READING TEXT:
═══

When the field trip was announced, I said it was a wonderful idea, as long as there would be shoulder seat belts and plenty of chaperons. I offered up my husband Bennett’s services so one of us could be within striking distance of my baby. A couple of weeks ago we heard from his teacher they did not need chaperons, all of the buses with seat belts were unavailable and we could not drive Hill separately. Like many times before with Hill, I went into panic mode. I imagined the worst case scenario and how I could prevent it. What if the bus driver drove recklessly? Does he even have a valid driver’s license? What if it rained? God forbid, but what if they were involved in a bad accident?
My daughter Claire, usually quick to support anything involving Hill being restricted from fun, instead asked why I had never asked her teachers about seat belts for field trips. The only explanation I could come up with is that I approach risks more cautiously with Hill.
Bennett, as he usually does, went in to damage control/crisis prevention mode and started emailing articles on how safe buses are, and why they don’t need seat belts.
I don’t care which bus safety expert wrote the article. If a bus flips over and the children are not restrained, some if not all will be injured. I voiced my concerns to his teachers, and they did everything they could to reserve a bus with seat belts. They even tried to think of a way to bring something to buckle Hill in to the seat somehow (he was mortified.) Unfortunately, the bus company said it wasn’t possible. I reluctantly let him go today after a lot of begging from him and praying from me.

═══

LISTED RECORDS:

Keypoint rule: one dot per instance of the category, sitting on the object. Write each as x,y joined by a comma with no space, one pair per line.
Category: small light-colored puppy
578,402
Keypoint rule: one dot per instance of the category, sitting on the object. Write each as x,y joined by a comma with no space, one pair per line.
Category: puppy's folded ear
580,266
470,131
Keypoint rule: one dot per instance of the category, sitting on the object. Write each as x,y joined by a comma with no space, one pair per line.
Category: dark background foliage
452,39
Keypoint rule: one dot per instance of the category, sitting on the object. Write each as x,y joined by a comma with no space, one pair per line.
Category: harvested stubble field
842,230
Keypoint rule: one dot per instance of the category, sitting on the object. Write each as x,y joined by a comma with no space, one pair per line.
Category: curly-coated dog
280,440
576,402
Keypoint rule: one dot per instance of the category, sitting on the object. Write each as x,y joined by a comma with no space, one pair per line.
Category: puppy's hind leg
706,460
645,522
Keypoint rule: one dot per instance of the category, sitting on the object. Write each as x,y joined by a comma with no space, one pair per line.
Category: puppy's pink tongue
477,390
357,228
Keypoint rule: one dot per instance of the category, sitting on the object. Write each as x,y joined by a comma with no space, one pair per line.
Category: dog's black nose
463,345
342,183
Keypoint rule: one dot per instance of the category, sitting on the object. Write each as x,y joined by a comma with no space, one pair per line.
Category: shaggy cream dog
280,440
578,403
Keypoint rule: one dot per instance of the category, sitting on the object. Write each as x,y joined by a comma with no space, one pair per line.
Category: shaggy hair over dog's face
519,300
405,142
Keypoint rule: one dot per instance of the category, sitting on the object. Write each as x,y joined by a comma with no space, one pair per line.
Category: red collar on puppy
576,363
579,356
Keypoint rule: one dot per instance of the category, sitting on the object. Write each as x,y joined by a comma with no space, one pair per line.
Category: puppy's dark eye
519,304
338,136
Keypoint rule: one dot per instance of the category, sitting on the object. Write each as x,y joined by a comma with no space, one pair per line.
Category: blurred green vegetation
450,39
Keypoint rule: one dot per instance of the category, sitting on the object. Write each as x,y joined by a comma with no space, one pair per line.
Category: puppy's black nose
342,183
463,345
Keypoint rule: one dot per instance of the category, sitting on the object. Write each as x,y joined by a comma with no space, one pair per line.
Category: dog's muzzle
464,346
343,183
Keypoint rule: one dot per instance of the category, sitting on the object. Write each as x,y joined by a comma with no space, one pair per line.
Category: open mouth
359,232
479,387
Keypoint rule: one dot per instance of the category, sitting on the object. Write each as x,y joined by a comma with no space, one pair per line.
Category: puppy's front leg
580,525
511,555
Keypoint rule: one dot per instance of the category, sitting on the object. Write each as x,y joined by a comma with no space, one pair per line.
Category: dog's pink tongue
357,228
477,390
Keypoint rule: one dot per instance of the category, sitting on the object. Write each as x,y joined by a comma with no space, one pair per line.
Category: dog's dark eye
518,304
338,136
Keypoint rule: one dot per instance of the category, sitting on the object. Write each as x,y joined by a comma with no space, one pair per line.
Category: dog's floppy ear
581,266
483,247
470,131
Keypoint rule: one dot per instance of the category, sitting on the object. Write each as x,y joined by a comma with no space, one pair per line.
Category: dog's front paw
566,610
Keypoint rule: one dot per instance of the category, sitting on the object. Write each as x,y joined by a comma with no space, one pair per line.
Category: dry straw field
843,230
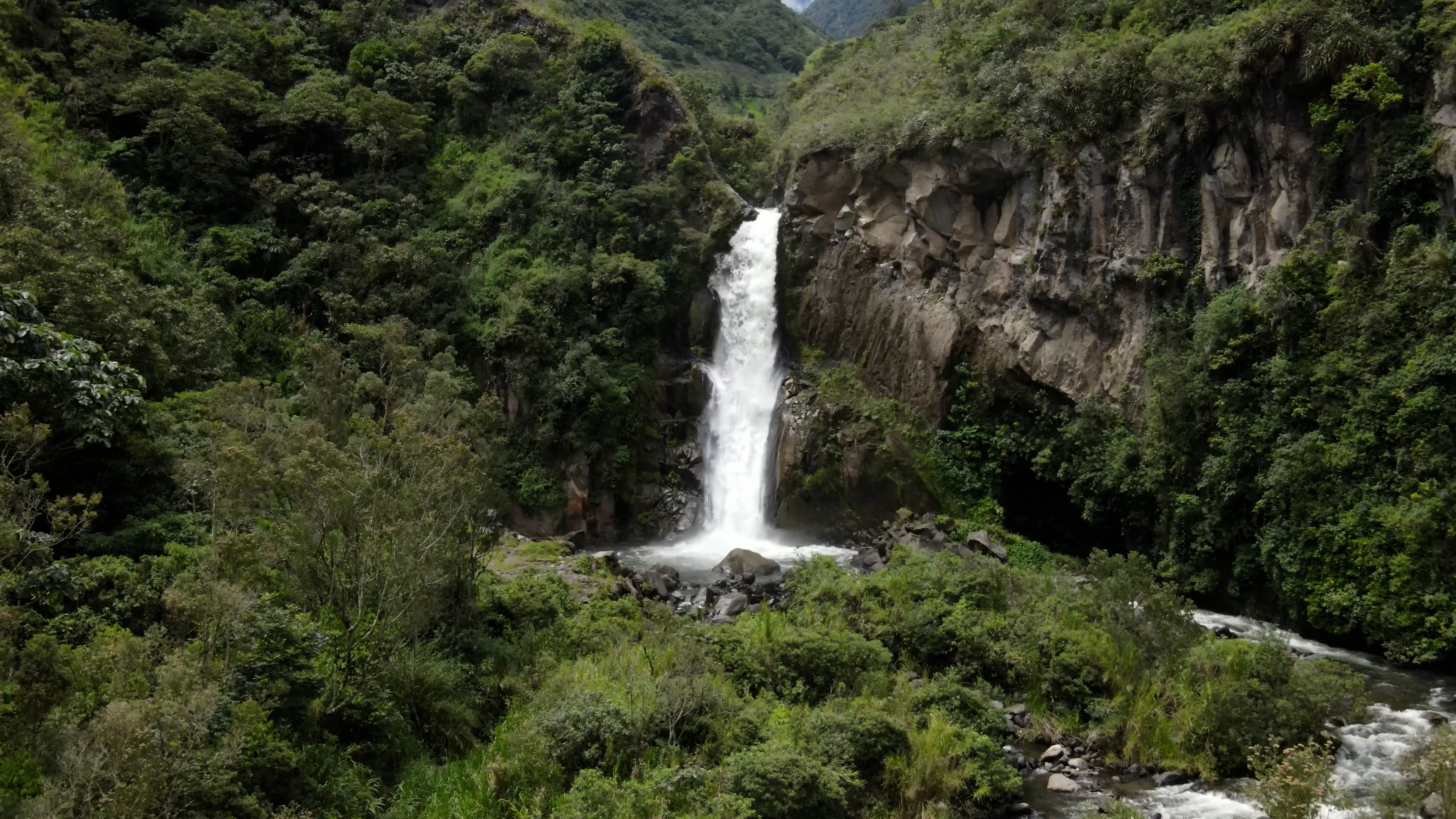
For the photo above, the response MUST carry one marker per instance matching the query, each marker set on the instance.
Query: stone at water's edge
(747, 562)
(1061, 783)
(733, 604)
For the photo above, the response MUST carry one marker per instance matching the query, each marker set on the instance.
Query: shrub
(367, 60)
(948, 764)
(860, 735)
(965, 707)
(1295, 781)
(586, 729)
(772, 653)
(783, 783)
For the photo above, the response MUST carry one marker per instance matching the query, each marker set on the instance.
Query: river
(1369, 754)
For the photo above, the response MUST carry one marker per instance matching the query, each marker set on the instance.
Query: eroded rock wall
(1030, 271)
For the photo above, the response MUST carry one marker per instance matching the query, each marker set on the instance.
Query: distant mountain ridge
(845, 19)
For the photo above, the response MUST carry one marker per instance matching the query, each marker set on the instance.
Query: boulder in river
(747, 562)
(1171, 779)
(1062, 783)
(733, 604)
(664, 585)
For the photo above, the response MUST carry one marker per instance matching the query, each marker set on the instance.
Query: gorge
(644, 410)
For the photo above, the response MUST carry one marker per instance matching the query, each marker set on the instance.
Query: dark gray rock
(981, 541)
(747, 562)
(1171, 779)
(1062, 783)
(731, 604)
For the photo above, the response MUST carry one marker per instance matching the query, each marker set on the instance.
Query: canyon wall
(1033, 273)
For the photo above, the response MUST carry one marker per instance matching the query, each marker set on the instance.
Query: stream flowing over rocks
(1406, 706)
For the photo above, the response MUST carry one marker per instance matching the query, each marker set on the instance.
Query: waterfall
(746, 381)
(739, 422)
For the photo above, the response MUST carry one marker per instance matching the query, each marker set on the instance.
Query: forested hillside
(844, 19)
(1286, 441)
(305, 304)
(740, 49)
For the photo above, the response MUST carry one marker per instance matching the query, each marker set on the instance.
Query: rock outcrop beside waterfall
(1033, 271)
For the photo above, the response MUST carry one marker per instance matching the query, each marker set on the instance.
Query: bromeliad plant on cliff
(1289, 449)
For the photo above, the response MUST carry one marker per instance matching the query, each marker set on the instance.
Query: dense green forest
(1292, 449)
(740, 49)
(844, 19)
(300, 297)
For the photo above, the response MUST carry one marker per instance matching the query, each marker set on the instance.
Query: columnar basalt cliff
(1033, 271)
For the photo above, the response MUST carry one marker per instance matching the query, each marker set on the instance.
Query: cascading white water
(746, 382)
(1369, 751)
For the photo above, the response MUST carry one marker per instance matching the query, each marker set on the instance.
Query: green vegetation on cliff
(1291, 449)
(1043, 74)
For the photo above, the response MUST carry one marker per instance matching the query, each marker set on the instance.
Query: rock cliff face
(1031, 271)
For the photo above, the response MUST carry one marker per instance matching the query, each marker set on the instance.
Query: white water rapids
(739, 422)
(737, 436)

═══

EXERCISE OBJECTIVE:
Reproduce the field trip passage word for word, from "Bennett, as he" to "praying from me.". Rely only on the passage about the field trip.

RESULT:
Bennett, as he usually does, went in to damage control/crisis prevention mode and started emailing articles on how safe buses are, and why they don’t need seat belts.
I don’t care which bus safety expert wrote the article. If a bus flips over and the children are not restrained, some if not all will be injured. I voiced my concerns to his teachers, and they did everything they could to reserve a bus with seat belts. They even tried to think of a way to bring something to buckle Hill in to the seat somehow (he was mortified.) Unfortunately, the bus company said it wasn’t possible. I reluctantly let him go today after a lot of begging from him and praying from me.